- _TO DO_
Which lines in the records below contain the string "image" with its case matched exactly? Pull each of those lines out in full.

- _PROVIDED INFORMATION_
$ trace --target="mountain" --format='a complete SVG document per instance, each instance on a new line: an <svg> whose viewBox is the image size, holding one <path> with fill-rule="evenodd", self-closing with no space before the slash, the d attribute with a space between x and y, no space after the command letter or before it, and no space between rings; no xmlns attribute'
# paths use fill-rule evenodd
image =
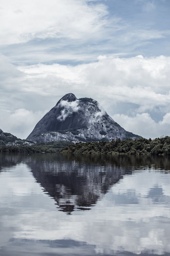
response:
<svg viewBox="0 0 170 256"><path fill-rule="evenodd" d="M31 145L33 143L18 139L8 132L4 132L0 129L0 146Z"/></svg>
<svg viewBox="0 0 170 256"><path fill-rule="evenodd" d="M60 140L111 141L140 136L126 131L96 100L66 94L36 125L27 139L34 142Z"/></svg>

- _COMPLETED TASK_
$ trace --target="mountain" --format='a complete SVG document per instance, each instance on a new line: an <svg> whose viewBox is the image size, holding one <path> with fill-rule="evenodd", self-closing with no space before the slash, the d attribute with a space between x and y, no space after the command letter or before it, and no space between rings; no xmlns attribute'
image =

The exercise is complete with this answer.